> [Provided text]
BEGIN
Concerts presenting the latest works by composers associated with the Wrocław Branch of the Polish Composers’ Union have been a fixture I the Musical Electronica Nove programmes. This year's premieres will focus on reflections on the potential of artificial intelligence and its influence on human existence.
The titular coup de grâce in Agata Zemla’s piece expresses an act of grace, mercy, meaning a fatal blow dealt to a suffering or injured being, shortening their suffering. This composition also touches transience and mourning. A deeply emotional experience became an impulse for the artist to reflect on the transience of human life. As part of the premiere of a work with such an intimate character, the author also planned to convey her message to the audience in a form unusual for a concert. “The desire to create ‘something for eternity’ is just an attempt to fool time, which will wash us all away anyway," Adam Porębski reflects on the canvas of One-time Music. “We strain ourselves to create great works that can supposedly change the world, touch on the absolute, address the issue of life and death, comment on reality... But seriously: who cares at all?” the composer further outlines his intention, questioning the value of art in a reality that functions within a short sell by date.
END
> [Activities]
1) In the concert description, what prompted Agata Zemla to reflect on the transience of human life? Please answer in one to three sentences.
2) Answer from the concert description:
(a) What will this year's premieres focus on?
(b) What act does the titular coup de grâce in Agata Zemla's piece express?
(c) What is the name of the work on whose canvas Adam Porębski reflects?
3) Shorten the paragraph of the concert description that begins "Concerts presenting the latest works", keeping its main facts.

> [Input data]
BEGIN
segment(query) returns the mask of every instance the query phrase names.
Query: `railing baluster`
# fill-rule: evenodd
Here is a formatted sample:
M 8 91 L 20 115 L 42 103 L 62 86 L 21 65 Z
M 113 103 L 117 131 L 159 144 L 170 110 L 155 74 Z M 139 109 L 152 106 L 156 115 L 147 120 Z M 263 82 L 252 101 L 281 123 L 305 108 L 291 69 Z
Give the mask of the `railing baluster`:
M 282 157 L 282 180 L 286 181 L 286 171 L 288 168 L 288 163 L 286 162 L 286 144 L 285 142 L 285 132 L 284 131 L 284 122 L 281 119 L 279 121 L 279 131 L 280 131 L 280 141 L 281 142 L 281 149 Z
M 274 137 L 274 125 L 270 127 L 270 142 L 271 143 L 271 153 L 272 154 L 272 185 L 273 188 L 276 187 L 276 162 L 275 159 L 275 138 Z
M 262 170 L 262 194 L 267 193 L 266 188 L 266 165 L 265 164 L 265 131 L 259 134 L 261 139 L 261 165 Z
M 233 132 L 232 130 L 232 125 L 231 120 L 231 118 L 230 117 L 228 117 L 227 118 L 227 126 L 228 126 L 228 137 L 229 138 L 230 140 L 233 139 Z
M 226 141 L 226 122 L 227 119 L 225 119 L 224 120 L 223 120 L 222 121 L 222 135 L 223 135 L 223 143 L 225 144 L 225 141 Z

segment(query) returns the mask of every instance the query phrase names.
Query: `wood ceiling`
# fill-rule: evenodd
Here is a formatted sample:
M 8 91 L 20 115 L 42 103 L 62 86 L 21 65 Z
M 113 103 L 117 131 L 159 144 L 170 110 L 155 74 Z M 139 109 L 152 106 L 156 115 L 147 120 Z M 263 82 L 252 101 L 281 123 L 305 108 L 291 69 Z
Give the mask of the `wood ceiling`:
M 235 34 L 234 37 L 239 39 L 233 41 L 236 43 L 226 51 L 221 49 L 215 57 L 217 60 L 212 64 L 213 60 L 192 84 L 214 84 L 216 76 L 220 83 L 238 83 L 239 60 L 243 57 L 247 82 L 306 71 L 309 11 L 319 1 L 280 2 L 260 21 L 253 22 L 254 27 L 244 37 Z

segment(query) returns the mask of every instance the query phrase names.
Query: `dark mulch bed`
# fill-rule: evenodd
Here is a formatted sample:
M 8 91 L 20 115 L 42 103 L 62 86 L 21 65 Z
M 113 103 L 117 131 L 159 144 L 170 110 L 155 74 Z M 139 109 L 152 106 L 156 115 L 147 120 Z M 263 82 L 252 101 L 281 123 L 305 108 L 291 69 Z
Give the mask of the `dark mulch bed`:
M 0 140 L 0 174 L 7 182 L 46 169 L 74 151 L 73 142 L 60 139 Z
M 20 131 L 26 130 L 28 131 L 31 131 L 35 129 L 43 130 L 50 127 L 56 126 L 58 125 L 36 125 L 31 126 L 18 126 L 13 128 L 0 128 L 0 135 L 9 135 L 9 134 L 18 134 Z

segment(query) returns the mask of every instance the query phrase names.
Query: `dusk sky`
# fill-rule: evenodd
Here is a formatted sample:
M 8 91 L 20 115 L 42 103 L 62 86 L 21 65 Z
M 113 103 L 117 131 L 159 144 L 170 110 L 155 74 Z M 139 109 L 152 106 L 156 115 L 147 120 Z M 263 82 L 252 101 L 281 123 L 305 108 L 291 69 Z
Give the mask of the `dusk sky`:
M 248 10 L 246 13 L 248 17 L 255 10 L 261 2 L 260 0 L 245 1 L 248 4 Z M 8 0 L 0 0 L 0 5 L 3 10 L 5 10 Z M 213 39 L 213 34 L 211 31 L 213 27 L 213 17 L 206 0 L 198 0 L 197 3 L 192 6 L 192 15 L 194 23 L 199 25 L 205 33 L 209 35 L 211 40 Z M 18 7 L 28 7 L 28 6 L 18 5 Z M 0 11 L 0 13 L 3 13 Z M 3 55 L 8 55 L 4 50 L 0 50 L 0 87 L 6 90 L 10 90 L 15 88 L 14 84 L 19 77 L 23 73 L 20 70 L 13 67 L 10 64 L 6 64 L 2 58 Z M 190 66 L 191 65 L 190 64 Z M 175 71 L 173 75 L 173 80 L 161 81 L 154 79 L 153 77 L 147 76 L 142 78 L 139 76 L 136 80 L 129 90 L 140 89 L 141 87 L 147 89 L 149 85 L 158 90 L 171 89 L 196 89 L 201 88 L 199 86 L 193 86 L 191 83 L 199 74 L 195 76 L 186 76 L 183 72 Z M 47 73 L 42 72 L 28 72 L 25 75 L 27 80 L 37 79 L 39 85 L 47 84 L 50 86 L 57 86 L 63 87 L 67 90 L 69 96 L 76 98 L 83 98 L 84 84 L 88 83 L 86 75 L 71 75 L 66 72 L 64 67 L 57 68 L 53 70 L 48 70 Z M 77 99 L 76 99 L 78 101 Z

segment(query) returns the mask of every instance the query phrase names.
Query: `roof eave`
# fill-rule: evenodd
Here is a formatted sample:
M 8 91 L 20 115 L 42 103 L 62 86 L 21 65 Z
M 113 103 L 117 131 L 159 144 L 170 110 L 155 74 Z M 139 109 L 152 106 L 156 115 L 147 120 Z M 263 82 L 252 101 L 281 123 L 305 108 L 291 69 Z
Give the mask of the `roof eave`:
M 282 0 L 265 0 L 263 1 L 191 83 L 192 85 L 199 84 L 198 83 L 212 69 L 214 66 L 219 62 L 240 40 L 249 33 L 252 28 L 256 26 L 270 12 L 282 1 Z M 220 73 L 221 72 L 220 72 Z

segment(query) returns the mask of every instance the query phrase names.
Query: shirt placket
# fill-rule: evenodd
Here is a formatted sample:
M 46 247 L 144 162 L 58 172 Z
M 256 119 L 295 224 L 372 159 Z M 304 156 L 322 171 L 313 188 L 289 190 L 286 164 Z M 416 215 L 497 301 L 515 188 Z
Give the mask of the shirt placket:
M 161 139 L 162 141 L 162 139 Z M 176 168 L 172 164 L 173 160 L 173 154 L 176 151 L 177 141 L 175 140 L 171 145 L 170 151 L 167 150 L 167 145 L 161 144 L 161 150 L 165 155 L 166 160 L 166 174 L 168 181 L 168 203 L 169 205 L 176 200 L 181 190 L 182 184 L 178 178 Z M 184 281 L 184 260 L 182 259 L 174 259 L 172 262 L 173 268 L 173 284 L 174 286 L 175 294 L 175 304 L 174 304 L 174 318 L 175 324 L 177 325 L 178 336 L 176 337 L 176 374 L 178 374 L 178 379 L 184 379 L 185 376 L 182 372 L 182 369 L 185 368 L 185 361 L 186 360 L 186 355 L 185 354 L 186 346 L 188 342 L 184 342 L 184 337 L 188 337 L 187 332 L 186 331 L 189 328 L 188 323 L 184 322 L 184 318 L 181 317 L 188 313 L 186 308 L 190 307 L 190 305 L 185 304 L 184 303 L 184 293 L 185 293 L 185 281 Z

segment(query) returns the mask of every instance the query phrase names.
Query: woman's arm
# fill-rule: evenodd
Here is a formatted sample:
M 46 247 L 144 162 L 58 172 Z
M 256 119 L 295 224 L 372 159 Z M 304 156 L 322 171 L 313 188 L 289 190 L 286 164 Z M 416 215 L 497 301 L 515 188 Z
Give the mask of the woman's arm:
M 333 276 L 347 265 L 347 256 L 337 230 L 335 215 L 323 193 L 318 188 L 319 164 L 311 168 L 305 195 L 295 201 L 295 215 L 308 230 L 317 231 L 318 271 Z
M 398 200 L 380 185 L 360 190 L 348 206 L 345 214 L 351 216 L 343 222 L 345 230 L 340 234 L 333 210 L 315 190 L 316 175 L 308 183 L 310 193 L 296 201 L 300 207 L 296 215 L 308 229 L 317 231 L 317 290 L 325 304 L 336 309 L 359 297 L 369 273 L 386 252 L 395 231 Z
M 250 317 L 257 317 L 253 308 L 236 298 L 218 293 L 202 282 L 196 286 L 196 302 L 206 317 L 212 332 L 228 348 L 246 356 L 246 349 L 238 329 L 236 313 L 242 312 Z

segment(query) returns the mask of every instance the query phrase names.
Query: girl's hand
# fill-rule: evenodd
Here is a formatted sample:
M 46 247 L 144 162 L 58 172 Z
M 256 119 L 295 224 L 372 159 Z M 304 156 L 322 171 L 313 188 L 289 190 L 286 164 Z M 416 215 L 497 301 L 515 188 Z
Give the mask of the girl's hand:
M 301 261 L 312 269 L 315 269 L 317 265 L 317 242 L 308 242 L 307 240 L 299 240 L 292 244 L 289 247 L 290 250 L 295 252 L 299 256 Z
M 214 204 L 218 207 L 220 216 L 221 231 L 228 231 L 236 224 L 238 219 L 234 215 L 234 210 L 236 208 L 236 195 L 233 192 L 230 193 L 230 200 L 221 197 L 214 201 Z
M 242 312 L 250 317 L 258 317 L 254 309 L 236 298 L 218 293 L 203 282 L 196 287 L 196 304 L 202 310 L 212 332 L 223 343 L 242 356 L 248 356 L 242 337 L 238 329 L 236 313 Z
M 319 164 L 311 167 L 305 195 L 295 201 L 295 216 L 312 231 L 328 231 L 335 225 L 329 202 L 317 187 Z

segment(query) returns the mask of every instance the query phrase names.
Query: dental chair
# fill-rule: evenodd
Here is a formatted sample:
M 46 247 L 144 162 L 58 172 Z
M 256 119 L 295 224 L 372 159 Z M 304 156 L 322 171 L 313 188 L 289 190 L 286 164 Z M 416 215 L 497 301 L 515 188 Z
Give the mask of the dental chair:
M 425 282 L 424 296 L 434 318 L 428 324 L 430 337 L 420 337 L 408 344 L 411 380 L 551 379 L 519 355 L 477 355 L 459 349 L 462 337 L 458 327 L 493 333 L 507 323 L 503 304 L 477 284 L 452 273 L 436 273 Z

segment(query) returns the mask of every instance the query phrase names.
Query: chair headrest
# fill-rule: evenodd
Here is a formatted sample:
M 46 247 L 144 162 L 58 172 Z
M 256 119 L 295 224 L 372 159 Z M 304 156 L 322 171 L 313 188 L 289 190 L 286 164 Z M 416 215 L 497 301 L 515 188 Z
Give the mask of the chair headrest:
END
> [Answers below]
1) A deeply emotional experience prompted her. It became the impulse for her to reflect on the transience of human life, a theme her composition touches along with mourning.

2)
(a) Reflections on the potential of artificial intelligence and its influence on human existence.
(b) An act of grace or mercy: a fatal blow dealt to a suffering or injured being to shorten its suffering.
(c) One-time Music.

3) New works by composers linked with the Wrocław Branch of the Polish Composers' Union are regularly premiered in the Musical Electronica Nove programmes. This year's premieres reflect on the potential of artificial intelligence and its influence on human existence.